## Given passage

══════

Hate that I have to rely on men

Just need to rant.

I was in an accident with a tractor trailer earlier today, and I’m fine thank goodness, but being in the situation has made me realize how much I hate the fact that I’m in a position where I need to ask any man for help.

While I was driving on the highway today, on my way to brunch, I was side swiped by a tractor trailer. This person clearly knew it too because they immediately swerved and put brakes like they were about to stop but then kept going. I was too much in shock to note the company or license plate. When I saw the trailer swerving towards my driver’s side I honestly thought that was it for me.

Full disclosure, I’m late on registering my vehicle, so I did not call the police when this happened because I knew it could cause more problems than I’m ready to handle right now and my car was still drivable. Still terrifying nonetheless.

I called my dad I was driving back home and he immediately starts yelling at me how that’s why I should’ve been up to date on my registration. All I had said was that I was hit by a tractor trailer so he had no idea what condition I was in either. When I got home the yelling continued, forget the fact that I’m still shaking because I felt like I could have almost died. I hate the fact that I am relying on him for my car insurance so that I can get my car repaired.

Anticipating the costs of repairs, I also reached out to my ex for help paying my deductible. He graciously said it was no problem, but I hate the fact that I feel like I had to even do that because he has done me so wrong in the past.

I feel like this is more anger directed at myself than anything, for being in a position where I am reliant on other people. I love being a teacher, but there’s continuously moments that pop up like this where I feel like I need to put myself in a position where I can be truly and comfortably independent. I worry if I stick with this career path I’ll continue to find myself in a position where I’ll feel like I’ll need financial help from men. I feel resentful because the men who are helping me are also toxic people in my life. I don’t know how to feel. Part of me wants to burn every bridge right now even if that means I will be roughing it for a very long time. Part of me says to be realistic and don’t make my current situation any worse. It seems like having any relationship with men in my life comes with concessions.

I know the registration is my fault, and I’m genuinely upset because it was first on my to do list when I get paid on the 15th. Definitely a learning lesson. I am currently in the process of downsizing my life (moving back with parents to hopefully be debt free in 2 years), so hopefully this will help put me back in a better situation.

Welcome all feedback— constructive, harsh, etc. Thanks for reading.

══════

## Task item
Retype the post about relying on men, starting at "I know the registration" and ending at "Thanks for reading.". None of the material that comes next is needed here.

Stored data entries
══════

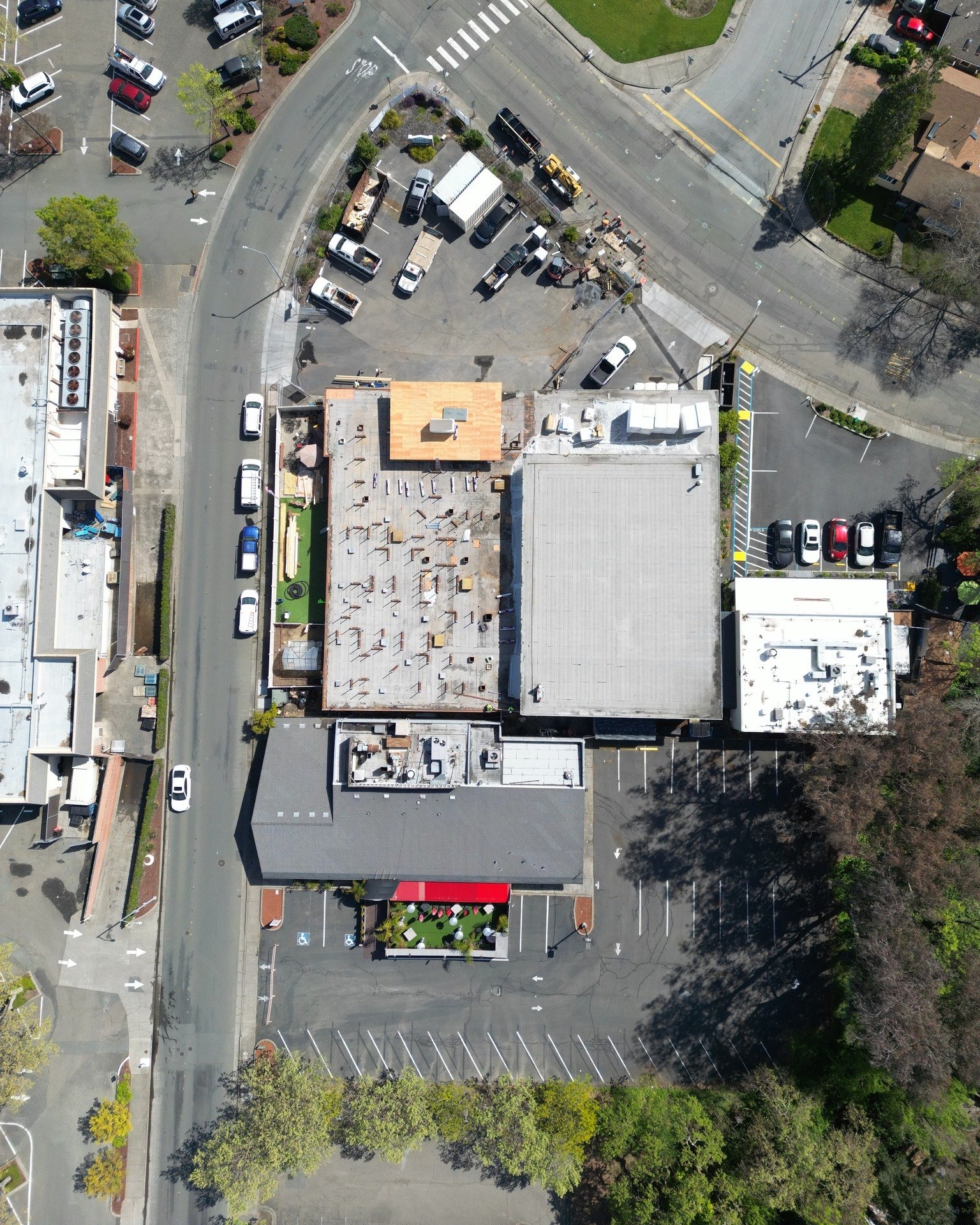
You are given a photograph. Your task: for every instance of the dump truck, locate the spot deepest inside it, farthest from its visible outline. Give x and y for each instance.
(325, 293)
(353, 254)
(517, 133)
(509, 262)
(142, 73)
(889, 546)
(366, 200)
(419, 261)
(563, 178)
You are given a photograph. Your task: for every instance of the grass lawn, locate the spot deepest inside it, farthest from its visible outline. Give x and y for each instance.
(640, 30)
(310, 607)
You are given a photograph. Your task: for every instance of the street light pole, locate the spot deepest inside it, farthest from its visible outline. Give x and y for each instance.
(256, 251)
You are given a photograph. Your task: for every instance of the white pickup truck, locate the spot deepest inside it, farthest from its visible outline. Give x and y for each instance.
(129, 65)
(419, 261)
(353, 254)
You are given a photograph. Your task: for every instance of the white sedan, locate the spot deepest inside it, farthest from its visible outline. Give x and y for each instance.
(181, 788)
(248, 612)
(31, 91)
(611, 363)
(253, 411)
(809, 543)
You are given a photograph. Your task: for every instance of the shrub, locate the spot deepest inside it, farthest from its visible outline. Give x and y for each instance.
(165, 596)
(366, 151)
(301, 32)
(121, 282)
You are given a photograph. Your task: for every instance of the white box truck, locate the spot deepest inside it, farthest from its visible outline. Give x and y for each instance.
(477, 200)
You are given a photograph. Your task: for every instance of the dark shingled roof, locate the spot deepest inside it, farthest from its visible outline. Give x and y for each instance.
(515, 835)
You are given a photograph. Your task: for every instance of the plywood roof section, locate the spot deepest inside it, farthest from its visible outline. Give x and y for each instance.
(414, 405)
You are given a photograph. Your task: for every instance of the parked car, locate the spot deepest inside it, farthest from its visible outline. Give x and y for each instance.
(253, 410)
(781, 543)
(32, 11)
(611, 363)
(864, 543)
(884, 43)
(249, 548)
(129, 94)
(135, 20)
(181, 788)
(809, 543)
(418, 191)
(33, 90)
(496, 219)
(248, 612)
(914, 27)
(837, 539)
(128, 149)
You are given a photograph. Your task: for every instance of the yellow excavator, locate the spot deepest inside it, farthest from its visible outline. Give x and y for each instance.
(563, 178)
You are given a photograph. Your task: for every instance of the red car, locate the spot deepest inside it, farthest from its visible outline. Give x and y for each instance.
(837, 539)
(914, 27)
(129, 94)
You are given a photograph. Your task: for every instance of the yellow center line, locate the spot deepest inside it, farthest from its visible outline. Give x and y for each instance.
(684, 128)
(734, 129)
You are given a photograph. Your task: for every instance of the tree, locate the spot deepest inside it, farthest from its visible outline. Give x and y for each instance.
(106, 1175)
(262, 722)
(85, 235)
(389, 1117)
(109, 1124)
(282, 1120)
(664, 1154)
(24, 1041)
(885, 130)
(791, 1159)
(205, 98)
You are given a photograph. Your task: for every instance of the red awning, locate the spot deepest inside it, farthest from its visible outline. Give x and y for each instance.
(450, 891)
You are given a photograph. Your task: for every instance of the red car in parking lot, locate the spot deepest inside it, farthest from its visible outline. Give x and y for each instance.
(129, 94)
(837, 539)
(914, 27)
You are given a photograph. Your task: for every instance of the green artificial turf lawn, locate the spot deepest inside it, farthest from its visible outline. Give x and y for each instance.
(640, 30)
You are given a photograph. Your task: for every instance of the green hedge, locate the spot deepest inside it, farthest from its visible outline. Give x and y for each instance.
(163, 694)
(144, 836)
(166, 595)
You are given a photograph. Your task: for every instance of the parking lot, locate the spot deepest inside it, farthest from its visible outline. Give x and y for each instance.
(706, 946)
(806, 467)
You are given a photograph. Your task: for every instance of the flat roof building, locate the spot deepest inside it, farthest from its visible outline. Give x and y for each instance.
(405, 800)
(619, 564)
(450, 422)
(816, 655)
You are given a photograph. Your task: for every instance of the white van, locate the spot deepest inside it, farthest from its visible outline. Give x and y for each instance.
(237, 20)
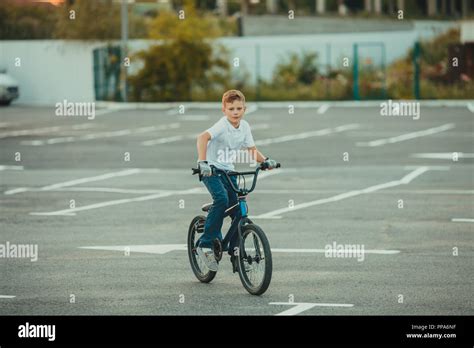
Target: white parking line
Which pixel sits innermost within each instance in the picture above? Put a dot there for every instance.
(462, 220)
(11, 168)
(408, 136)
(443, 155)
(101, 135)
(403, 181)
(323, 108)
(306, 135)
(43, 130)
(304, 306)
(162, 140)
(193, 117)
(78, 181)
(175, 138)
(72, 211)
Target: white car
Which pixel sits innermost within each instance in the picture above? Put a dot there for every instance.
(8, 88)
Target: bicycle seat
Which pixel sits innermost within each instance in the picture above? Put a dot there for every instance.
(206, 206)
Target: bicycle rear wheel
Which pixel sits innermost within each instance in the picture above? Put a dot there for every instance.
(255, 260)
(198, 266)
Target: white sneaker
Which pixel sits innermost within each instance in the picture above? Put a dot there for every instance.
(208, 258)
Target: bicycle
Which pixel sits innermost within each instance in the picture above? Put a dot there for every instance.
(253, 255)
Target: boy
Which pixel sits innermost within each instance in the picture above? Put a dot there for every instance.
(228, 135)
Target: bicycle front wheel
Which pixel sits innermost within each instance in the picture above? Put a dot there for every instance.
(255, 260)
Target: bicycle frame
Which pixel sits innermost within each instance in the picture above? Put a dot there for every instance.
(242, 219)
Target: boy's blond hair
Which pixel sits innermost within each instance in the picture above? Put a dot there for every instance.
(232, 95)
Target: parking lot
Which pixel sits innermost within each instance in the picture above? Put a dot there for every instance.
(108, 202)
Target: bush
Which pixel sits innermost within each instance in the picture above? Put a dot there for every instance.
(185, 60)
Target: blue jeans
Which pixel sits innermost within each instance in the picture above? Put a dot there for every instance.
(223, 197)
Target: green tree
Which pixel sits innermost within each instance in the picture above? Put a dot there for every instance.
(185, 58)
(297, 70)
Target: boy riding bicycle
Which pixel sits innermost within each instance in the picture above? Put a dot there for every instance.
(227, 136)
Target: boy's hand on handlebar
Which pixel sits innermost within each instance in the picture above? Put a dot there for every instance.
(205, 168)
(270, 164)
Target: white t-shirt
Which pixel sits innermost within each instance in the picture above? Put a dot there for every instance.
(228, 144)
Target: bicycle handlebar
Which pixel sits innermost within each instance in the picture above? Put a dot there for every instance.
(228, 174)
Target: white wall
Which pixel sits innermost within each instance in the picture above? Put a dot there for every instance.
(54, 70)
(50, 70)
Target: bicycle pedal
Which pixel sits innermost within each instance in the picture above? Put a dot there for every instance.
(217, 248)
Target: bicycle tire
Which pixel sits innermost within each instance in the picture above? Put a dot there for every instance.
(261, 287)
(204, 277)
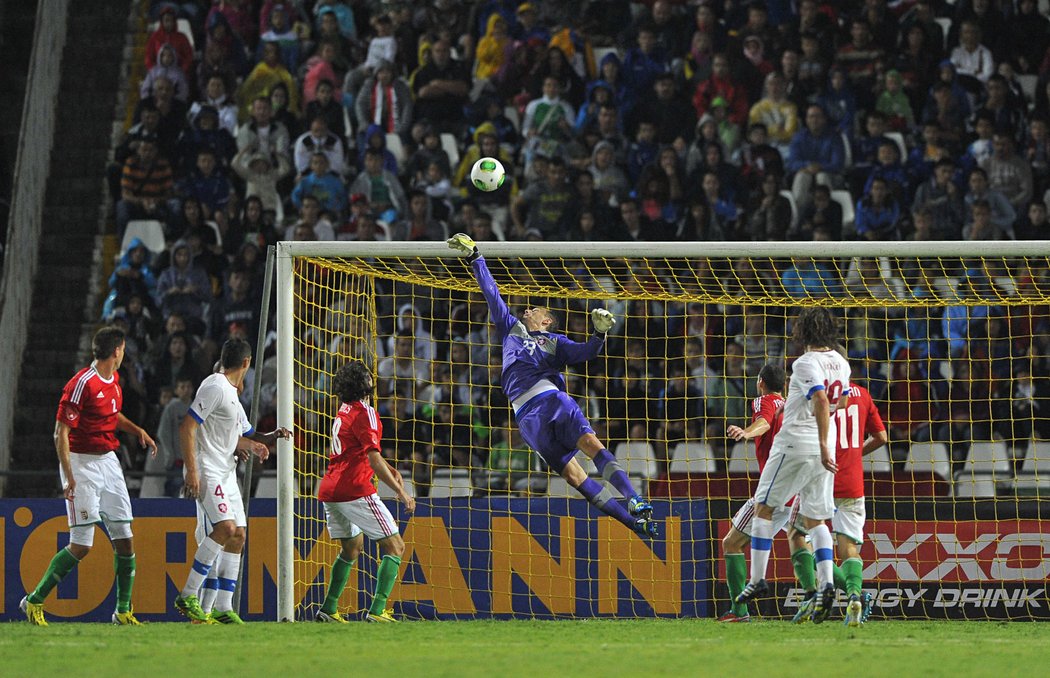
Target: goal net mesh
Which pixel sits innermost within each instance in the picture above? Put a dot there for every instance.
(954, 352)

══════

## Solution to this exercise
I know the registration is my fault, and I’m genuinely upset because it was first on my to do list when I get paid on the 15th. Definitely a learning lesson. I am currently in the process of downsizing my life (moving back with parents to hopefully be debt free in 2 years), so hopefully this will help put me back in a better situation.

Welcome all feedback— constructive, harsh, etc. Thanks for reading.